__Problem to work on__
Can you turn the data below, from its first line through the line containing "x=603, y=244" (both included), into a Markdown table with the columns Row and Line, leaving out any blank lines?

━━━ Source data ━━━

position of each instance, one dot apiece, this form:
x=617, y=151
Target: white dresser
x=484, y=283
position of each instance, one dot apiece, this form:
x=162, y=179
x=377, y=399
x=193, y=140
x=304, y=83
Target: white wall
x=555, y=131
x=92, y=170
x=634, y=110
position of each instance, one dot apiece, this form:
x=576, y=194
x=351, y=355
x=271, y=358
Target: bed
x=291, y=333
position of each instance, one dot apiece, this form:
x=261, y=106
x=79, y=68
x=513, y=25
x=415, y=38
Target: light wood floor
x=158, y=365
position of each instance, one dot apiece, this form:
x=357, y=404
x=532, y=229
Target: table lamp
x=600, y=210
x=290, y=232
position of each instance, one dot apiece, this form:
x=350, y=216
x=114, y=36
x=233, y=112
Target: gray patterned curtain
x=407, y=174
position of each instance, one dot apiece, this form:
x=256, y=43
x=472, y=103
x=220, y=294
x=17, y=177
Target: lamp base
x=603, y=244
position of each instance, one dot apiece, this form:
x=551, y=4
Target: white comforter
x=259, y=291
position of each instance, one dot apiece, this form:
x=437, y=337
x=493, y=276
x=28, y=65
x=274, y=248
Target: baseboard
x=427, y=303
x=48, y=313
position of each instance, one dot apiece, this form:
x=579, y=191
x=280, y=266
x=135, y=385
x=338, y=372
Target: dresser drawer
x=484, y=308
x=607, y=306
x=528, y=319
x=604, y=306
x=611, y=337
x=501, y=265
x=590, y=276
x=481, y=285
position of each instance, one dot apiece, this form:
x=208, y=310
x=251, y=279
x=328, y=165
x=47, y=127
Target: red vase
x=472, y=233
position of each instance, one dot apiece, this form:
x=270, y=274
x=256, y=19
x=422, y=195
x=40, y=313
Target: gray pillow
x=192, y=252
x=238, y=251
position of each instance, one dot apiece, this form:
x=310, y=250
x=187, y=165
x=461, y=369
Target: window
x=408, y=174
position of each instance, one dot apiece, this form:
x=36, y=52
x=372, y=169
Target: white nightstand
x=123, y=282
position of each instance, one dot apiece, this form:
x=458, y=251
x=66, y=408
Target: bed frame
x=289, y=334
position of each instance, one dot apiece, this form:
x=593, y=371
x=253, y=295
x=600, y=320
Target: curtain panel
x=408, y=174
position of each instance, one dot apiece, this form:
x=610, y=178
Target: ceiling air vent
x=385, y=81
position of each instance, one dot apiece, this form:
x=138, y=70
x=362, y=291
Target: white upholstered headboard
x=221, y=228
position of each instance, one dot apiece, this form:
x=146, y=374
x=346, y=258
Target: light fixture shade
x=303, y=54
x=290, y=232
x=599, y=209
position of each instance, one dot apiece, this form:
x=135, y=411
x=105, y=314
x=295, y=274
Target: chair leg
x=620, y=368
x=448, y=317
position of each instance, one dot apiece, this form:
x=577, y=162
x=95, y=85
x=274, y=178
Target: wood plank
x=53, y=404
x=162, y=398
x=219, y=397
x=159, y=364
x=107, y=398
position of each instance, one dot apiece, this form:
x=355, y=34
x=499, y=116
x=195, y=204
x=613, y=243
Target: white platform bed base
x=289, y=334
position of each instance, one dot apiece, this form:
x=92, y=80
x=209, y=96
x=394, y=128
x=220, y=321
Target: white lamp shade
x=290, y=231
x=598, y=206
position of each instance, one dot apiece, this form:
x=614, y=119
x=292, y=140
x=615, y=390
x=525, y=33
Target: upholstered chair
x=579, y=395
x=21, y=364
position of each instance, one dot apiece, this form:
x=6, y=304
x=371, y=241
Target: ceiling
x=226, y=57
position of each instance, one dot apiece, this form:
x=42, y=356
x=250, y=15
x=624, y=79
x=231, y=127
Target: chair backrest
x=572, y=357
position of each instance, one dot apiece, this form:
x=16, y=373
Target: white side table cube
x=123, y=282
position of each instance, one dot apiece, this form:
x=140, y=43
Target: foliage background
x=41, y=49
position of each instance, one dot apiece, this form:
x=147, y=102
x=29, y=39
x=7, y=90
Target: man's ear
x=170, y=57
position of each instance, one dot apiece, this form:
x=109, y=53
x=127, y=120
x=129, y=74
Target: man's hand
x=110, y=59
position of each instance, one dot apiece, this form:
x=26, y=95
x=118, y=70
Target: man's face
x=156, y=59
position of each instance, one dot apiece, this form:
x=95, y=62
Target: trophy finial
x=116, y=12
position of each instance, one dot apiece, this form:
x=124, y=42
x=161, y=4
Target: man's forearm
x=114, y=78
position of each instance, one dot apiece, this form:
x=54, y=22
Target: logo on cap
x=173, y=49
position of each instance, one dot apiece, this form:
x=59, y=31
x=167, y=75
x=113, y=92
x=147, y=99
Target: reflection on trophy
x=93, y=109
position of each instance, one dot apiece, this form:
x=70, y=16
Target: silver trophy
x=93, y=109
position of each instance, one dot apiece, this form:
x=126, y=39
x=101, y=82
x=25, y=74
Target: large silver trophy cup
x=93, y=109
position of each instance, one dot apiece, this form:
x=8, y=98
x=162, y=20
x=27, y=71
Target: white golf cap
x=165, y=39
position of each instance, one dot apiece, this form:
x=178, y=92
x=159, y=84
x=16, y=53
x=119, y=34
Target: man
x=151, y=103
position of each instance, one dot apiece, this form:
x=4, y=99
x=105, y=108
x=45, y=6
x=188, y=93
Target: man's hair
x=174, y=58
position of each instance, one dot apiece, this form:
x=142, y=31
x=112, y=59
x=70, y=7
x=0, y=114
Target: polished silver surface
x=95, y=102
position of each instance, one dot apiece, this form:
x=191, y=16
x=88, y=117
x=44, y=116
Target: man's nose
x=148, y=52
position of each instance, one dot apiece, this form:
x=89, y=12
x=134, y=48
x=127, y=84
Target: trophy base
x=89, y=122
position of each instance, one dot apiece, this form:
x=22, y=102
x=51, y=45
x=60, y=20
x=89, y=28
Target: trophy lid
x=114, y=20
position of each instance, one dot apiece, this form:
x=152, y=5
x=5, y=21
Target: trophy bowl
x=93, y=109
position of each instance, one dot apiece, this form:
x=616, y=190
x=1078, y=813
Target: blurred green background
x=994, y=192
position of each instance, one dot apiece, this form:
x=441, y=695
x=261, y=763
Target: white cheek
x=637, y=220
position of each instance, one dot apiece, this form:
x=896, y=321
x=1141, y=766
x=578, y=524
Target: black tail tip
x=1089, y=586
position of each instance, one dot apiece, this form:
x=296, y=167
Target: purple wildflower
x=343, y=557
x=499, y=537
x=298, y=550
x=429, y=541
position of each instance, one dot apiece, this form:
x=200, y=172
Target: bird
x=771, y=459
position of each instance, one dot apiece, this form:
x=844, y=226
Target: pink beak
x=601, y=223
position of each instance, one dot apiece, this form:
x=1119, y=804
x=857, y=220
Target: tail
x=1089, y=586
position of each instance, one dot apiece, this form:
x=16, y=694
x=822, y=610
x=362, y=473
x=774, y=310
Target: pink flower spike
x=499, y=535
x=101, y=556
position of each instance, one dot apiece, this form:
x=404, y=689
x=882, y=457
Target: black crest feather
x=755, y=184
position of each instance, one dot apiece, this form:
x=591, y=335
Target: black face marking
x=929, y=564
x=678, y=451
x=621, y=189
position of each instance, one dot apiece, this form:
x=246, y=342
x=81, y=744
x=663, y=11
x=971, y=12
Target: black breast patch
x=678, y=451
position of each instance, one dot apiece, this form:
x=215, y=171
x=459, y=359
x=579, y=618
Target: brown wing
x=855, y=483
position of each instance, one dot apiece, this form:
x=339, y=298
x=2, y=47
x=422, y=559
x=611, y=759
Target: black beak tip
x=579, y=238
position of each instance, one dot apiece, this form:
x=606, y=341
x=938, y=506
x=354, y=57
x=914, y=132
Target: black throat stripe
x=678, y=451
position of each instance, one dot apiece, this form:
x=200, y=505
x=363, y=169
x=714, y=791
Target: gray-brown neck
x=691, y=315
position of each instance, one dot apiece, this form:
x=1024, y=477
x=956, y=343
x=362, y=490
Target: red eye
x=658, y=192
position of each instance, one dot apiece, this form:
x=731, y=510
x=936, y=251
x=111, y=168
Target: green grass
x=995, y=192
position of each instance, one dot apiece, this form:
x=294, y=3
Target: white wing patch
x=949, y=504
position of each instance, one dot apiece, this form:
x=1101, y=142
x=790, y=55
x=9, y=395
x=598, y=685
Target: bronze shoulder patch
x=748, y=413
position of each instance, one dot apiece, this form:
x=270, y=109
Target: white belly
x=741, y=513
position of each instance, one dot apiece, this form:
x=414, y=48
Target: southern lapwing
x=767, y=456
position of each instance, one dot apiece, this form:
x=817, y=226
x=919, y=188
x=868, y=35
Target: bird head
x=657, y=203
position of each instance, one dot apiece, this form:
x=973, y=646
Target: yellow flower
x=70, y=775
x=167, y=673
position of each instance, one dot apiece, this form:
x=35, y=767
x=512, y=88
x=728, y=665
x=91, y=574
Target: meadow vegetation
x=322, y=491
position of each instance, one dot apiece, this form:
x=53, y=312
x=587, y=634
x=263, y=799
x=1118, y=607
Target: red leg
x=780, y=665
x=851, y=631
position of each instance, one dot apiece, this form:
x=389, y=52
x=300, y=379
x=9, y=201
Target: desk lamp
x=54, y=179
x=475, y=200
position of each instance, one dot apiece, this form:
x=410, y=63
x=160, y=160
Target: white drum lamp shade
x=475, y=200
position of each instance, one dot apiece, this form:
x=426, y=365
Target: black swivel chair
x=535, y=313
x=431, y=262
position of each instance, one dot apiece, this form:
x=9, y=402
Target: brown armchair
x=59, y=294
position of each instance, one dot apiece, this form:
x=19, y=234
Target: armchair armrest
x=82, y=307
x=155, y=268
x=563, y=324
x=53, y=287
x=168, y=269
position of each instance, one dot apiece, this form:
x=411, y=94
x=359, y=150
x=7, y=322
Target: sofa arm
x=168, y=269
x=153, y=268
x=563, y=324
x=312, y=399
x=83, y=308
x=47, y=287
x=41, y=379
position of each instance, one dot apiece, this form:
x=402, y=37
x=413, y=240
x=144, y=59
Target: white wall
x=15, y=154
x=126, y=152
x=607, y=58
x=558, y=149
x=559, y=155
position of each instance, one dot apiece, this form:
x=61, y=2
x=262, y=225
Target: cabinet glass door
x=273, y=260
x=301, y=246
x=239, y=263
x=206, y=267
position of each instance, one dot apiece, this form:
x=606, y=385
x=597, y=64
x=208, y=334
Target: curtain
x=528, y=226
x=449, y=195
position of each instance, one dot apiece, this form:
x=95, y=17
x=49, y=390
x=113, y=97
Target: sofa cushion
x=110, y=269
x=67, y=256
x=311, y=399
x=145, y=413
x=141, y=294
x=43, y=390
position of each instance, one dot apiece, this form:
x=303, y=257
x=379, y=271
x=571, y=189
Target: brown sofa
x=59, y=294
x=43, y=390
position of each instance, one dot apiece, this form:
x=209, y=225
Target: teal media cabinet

━━━

__Result of the task__
| Row | Line |
|---|---|
| 1 | position of each instance, one dot apiece, this form: |
| 2 | x=617, y=151 |
| 3 | Target: white dresser |
| 4 | x=484, y=283 |
| 5 | position of each instance, one dot apiece, this form: |
| 6 | x=162, y=179 |
| 7 | x=377, y=399 |
| 8 | x=193, y=140 |
| 9 | x=304, y=83 |
| 10 | Target: white wall |
| 11 | x=555, y=131 |
| 12 | x=92, y=170 |
| 13 | x=634, y=110 |
| 14 | position of each instance, one dot apiece, this form: |
| 15 | x=576, y=194 |
| 16 | x=351, y=355 |
| 17 | x=271, y=358 |
| 18 | Target: bed |
| 19 | x=291, y=333 |
| 20 | position of each instance, one dot apiece, this form: |
| 21 | x=261, y=106 |
| 22 | x=79, y=68 |
| 23 | x=513, y=25 |
| 24 | x=415, y=38 |
| 25 | Target: light wood floor |
| 26 | x=158, y=365 |
| 27 | position of each instance, one dot apiece, this form: |
| 28 | x=357, y=404 |
| 29 | x=532, y=229 |
| 30 | Target: table lamp |
| 31 | x=600, y=210 |
| 32 | x=290, y=232 |
| 33 | position of each instance, one dot apiece, this form: |
| 34 | x=350, y=216 |
| 35 | x=114, y=36 |
| 36 | x=233, y=112 |
| 37 | Target: gray patterned curtain |
| 38 | x=407, y=174 |
| 39 | position of each instance, one dot apiece, this form: |
| 40 | x=256, y=43 |
| 41 | x=472, y=103 |
| 42 | x=220, y=294 |
| 43 | x=17, y=177 |
| 44 | Target: lamp base |
| 45 | x=603, y=244 |